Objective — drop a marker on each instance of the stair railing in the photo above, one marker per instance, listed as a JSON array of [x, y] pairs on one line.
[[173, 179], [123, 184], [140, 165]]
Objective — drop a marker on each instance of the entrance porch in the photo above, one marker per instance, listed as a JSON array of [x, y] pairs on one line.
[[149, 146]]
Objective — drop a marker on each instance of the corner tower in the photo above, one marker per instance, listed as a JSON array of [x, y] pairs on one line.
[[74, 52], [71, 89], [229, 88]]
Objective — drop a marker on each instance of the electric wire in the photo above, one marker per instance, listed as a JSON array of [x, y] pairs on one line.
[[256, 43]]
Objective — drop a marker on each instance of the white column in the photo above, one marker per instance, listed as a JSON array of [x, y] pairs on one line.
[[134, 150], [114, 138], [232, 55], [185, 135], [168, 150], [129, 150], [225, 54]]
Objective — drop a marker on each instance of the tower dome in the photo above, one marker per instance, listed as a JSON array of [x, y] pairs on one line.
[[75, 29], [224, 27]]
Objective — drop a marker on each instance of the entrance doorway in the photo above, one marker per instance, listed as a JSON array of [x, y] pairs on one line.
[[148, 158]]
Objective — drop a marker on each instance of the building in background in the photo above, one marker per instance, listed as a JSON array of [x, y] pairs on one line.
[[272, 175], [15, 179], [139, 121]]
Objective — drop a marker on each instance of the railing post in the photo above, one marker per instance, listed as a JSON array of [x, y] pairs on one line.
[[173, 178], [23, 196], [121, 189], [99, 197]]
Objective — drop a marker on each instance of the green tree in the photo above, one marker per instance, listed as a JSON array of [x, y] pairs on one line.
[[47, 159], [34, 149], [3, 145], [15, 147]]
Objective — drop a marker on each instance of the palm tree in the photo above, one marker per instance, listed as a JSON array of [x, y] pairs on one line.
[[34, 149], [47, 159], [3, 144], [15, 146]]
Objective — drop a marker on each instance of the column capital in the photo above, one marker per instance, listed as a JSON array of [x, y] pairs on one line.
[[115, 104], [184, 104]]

- **Task requirements**
Reproduce, with no other lines, the run of lines that begins with the one containing "Objective — drop a marker on each instance of the green" and ends with the last line of the material.

- **Completed exercise**
Objective — drop a marker on each instance of the green tree in the photo above, one marker per instance, listed as a JSON array of [x, y] pairs on one line.
[[47, 159], [34, 149], [3, 145], [15, 147]]
Objective — drop a marker on each instance of the palm tree in the photo above, one marker per instance, listed as a JSON array of [x, y] pairs on one line.
[[34, 149], [47, 159], [3, 144], [15, 146]]
Objective — drop a marker on each instance of the column capital in the photo above, one marker per instance, listed as a JSON array of [x, y] pairs on one line.
[[115, 104], [184, 104]]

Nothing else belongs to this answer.